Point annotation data
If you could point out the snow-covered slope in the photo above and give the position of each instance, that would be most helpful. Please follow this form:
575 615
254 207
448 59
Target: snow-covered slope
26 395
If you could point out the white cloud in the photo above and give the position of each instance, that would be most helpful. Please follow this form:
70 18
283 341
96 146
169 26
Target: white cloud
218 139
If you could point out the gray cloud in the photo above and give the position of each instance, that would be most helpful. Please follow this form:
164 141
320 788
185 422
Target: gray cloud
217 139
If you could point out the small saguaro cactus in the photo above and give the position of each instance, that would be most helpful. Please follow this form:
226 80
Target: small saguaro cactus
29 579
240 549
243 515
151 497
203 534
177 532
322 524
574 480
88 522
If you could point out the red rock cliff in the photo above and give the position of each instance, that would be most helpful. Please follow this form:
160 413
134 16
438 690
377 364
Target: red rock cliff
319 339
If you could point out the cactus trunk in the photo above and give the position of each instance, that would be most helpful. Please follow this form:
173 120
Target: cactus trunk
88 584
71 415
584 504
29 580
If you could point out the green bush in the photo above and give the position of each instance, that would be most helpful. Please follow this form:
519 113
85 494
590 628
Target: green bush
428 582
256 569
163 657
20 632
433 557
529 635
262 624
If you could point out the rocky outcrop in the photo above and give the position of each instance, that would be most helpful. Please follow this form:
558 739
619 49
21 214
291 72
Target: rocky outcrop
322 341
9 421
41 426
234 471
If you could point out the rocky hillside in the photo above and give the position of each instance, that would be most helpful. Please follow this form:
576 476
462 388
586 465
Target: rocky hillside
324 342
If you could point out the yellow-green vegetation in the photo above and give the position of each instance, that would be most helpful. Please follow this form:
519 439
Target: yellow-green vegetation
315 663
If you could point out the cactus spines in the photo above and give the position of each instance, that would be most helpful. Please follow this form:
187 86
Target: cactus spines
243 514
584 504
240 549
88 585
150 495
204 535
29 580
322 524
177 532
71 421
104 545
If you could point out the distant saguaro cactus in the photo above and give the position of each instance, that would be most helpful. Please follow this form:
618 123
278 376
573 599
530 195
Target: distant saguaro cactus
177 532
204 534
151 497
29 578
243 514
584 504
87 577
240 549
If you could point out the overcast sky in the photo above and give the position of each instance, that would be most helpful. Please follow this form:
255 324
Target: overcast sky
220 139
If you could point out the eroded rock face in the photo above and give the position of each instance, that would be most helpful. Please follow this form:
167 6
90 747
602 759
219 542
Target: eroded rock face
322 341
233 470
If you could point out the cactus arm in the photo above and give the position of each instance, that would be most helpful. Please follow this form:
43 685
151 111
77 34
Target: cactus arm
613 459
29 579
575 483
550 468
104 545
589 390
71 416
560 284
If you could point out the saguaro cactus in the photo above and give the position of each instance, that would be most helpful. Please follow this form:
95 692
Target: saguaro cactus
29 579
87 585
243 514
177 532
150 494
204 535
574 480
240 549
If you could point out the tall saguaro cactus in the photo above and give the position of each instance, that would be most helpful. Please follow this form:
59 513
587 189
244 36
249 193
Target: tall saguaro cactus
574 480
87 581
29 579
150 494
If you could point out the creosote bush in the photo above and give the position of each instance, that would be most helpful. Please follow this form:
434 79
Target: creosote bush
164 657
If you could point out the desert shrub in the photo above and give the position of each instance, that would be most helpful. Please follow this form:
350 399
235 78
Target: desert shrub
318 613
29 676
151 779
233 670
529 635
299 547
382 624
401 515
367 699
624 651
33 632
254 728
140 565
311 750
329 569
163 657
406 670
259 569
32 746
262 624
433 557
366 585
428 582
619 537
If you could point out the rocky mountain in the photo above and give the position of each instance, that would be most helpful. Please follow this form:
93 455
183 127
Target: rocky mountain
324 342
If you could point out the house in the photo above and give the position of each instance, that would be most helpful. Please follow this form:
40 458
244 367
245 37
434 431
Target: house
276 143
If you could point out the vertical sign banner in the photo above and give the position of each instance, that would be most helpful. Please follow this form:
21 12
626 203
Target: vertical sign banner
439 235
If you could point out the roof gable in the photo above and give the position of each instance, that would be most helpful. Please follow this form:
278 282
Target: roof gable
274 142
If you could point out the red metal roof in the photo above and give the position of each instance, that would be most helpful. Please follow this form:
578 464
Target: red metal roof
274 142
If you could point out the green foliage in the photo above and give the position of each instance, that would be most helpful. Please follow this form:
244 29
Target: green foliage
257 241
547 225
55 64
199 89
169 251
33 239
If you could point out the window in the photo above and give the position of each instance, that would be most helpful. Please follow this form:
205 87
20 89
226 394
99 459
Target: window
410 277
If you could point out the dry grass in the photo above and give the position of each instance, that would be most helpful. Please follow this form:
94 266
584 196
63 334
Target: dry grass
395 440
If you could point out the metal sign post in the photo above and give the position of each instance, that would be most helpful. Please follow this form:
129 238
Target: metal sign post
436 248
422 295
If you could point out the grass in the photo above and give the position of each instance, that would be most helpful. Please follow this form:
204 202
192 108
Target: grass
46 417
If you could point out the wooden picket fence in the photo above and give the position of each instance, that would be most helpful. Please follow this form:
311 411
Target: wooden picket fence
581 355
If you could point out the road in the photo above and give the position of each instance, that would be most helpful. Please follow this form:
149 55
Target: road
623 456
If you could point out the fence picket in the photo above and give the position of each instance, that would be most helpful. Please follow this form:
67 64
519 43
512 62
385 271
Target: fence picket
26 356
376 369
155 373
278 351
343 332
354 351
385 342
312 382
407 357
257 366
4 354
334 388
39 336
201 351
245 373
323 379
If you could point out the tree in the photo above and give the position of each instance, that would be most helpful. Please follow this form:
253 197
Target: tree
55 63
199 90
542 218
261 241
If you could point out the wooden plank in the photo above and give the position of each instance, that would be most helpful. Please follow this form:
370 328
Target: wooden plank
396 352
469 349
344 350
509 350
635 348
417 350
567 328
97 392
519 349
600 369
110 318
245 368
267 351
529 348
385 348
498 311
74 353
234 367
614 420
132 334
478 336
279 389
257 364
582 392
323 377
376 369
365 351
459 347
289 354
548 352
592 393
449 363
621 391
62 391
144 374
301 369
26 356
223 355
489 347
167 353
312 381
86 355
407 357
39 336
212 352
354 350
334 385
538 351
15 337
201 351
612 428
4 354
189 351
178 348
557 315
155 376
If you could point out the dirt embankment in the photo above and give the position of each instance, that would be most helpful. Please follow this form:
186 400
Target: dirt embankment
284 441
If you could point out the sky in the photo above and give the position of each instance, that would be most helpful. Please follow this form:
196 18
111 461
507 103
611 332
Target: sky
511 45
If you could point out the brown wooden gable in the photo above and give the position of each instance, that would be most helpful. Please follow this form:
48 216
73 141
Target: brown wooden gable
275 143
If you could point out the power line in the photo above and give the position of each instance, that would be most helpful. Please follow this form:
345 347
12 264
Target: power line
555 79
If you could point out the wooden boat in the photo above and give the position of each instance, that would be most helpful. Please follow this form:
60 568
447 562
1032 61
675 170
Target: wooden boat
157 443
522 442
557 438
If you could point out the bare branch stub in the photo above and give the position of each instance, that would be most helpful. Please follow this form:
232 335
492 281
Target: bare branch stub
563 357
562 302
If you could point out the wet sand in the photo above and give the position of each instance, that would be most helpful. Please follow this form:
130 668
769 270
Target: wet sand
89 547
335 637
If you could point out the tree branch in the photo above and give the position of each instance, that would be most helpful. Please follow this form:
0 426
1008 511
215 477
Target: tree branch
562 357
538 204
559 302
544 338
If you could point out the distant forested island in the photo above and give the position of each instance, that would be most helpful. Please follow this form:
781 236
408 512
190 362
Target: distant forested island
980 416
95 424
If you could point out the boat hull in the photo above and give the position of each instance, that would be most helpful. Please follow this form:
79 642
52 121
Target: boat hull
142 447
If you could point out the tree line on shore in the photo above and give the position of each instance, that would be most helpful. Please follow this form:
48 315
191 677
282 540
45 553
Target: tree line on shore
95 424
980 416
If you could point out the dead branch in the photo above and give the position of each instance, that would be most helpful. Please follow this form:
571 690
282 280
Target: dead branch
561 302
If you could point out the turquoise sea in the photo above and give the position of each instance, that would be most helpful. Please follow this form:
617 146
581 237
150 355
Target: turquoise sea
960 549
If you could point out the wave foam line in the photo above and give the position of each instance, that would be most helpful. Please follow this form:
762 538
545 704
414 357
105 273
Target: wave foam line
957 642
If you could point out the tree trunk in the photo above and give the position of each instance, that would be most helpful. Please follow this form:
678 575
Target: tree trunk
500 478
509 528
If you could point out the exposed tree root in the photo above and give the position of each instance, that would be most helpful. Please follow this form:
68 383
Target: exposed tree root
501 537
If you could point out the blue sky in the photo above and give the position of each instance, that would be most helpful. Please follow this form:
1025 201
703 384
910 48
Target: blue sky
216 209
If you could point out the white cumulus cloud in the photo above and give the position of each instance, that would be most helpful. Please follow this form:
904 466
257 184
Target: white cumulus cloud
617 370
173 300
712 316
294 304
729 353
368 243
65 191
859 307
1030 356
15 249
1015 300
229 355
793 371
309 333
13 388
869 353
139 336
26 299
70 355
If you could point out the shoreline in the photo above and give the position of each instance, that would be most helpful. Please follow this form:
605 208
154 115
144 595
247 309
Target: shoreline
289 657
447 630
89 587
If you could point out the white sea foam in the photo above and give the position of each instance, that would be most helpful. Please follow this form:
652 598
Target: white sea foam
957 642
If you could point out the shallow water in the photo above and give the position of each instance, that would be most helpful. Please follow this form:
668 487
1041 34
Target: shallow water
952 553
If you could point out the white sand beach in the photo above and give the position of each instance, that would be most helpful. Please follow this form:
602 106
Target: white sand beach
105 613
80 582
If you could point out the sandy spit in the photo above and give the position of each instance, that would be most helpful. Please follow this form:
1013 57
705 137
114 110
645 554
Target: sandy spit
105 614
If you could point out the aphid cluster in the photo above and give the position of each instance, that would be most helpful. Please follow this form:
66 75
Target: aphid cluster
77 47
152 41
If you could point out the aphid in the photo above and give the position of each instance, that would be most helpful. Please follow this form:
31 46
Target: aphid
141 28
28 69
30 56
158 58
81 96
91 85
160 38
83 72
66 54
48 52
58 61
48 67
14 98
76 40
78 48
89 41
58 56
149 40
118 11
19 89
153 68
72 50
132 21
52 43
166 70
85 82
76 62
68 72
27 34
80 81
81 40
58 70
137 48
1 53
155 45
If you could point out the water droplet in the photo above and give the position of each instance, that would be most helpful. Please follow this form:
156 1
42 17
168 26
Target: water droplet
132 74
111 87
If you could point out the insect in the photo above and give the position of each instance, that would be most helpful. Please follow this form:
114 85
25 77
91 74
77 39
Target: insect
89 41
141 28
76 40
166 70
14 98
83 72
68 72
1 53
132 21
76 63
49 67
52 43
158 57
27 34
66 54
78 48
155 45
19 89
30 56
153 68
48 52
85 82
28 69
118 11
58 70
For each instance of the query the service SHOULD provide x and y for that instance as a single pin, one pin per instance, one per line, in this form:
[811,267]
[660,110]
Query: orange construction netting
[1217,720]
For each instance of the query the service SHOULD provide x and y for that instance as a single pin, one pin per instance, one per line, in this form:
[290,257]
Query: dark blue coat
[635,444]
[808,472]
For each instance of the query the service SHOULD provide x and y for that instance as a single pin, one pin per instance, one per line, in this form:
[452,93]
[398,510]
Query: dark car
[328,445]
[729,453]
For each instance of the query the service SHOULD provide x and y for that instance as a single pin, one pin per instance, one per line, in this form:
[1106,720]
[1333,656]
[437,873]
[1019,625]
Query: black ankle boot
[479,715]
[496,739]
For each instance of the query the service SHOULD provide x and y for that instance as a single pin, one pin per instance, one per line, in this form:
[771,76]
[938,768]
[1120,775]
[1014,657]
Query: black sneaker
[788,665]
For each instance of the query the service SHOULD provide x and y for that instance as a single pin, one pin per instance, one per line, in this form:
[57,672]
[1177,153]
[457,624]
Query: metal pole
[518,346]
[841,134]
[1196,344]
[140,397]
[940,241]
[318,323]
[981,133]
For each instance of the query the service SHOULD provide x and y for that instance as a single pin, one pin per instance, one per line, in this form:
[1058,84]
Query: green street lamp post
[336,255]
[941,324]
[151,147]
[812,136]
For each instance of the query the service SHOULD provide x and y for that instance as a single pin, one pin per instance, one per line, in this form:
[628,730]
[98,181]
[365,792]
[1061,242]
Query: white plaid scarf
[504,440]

Task requirements
Pick out every line of the listing that contains the word "cumulus", with case counting.

Expected output
If you could point out the white cumulus cloud in the photo above and give the position of each instance, that would be most helpful. Please follow this form:
Target: white cumulus cloud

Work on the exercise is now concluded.